With the exception of the pictures, write out the data below precisely.

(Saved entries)
▼
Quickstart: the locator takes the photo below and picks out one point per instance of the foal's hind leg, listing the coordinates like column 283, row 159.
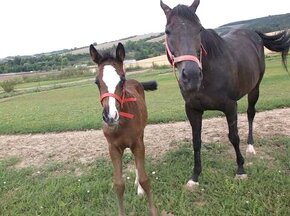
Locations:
column 253, row 97
column 231, row 115
column 119, row 185
column 139, row 154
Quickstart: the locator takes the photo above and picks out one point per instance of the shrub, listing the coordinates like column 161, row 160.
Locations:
column 8, row 85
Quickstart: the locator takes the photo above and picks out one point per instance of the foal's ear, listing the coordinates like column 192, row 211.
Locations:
column 120, row 52
column 94, row 54
column 194, row 5
column 165, row 8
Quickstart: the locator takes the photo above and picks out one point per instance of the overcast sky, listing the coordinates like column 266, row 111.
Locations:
column 35, row 26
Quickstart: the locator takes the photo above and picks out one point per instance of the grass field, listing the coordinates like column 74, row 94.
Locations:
column 67, row 188
column 78, row 108
column 75, row 189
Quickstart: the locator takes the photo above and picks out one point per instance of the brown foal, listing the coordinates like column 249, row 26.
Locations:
column 125, row 117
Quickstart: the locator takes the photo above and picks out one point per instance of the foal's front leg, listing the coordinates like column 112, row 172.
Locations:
column 119, row 185
column 139, row 155
column 195, row 119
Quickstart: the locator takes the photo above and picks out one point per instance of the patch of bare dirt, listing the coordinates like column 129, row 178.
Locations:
column 86, row 146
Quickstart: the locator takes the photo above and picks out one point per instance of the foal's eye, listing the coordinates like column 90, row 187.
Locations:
column 123, row 79
column 97, row 82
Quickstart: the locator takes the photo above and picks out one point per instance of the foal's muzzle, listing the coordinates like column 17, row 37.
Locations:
column 110, row 117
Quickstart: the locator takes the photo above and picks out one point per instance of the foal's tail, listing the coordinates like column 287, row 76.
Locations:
column 279, row 43
column 149, row 86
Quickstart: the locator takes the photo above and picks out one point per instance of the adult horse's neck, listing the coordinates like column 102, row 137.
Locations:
column 214, row 45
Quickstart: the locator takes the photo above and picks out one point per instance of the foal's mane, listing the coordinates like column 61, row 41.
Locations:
column 212, row 42
column 108, row 57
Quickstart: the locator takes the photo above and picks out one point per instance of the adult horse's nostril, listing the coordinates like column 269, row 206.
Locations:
column 184, row 75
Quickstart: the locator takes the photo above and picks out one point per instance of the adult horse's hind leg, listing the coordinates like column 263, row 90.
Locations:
column 231, row 115
column 253, row 97
column 139, row 154
column 119, row 185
▲
- _PROBLEM SOLUTION_:
Quickstart: the locator takes the photo below and picks out one point per instance of the foal's hind leg, listing the coordinates like column 283, row 159.
Locations:
column 253, row 97
column 231, row 115
column 119, row 185
column 139, row 154
Quickstart: the locator takes the photo above and picks out one point per instance of the shrub, listing the coordinates like column 161, row 160.
Locations:
column 8, row 85
Quickstart: the locator takes the photo above and picks out one point per instance of the foal's ear, listing the coordinates like column 192, row 211.
Locations:
column 120, row 52
column 94, row 54
column 194, row 5
column 165, row 8
Quickstart: the locator takes the photo above and picks out one point per instance of the overcast sky, listing the coordinates like column 266, row 111.
Locations:
column 35, row 26
Quickstart: the locator takes the photo above and picks out one point per instance of the grass field, listing the coordinates like column 74, row 94.
Locations:
column 67, row 188
column 78, row 108
column 75, row 189
Quickstart: the locator takes the photo above and picks out one point per instance of the brown foal, listing the coordinates like column 249, row 26.
Locations:
column 125, row 117
Quickstart: the locator takes the photo above and picks out one point per instance of the foal's front leg, listing the coordinates like column 112, row 172.
Locations:
column 119, row 185
column 139, row 155
column 195, row 119
Quickstart: the locator takes the photo above and picks out one point per instance of the patch of bare dirt, listing the coordinates like column 129, row 178.
Locations:
column 86, row 146
Quickstart: the locator takes the photo above and picks out one point per instance of the foal's eye, listing the coordinates like column 90, row 187.
Locations:
column 123, row 79
column 97, row 82
Quickstart: the locator takes the photo above and picks out one point per instance of the foal's muzzle, listing the coordinates like column 17, row 37.
Locations:
column 110, row 117
Quickstart: the locator takes the photo above and picks out one point per instance of the foal's tail, listing the coordinates like column 287, row 76.
Locations:
column 279, row 43
column 149, row 86
Quickstart: the locator takes the photo above and picks out one point per instance of the adult horse's neck, listing the coordinates like column 102, row 137.
Locations:
column 214, row 45
Quickstart: the locator takes the photo above and picks out one point per instance of the foal's mane, listing the coordinates like column 61, row 41.
Locations:
column 212, row 42
column 108, row 57
Quickstart: the locator takes the photo above and picks out one point per instance of the adult horse's nostril, listing the coordinates like column 269, row 206.
Locations:
column 184, row 75
Quickstart: the locator takes the photo above and picks out one point per instance of the adult horse's hind leg, listing the coordinates like column 263, row 90.
Locations:
column 231, row 115
column 253, row 97
column 139, row 154
column 119, row 185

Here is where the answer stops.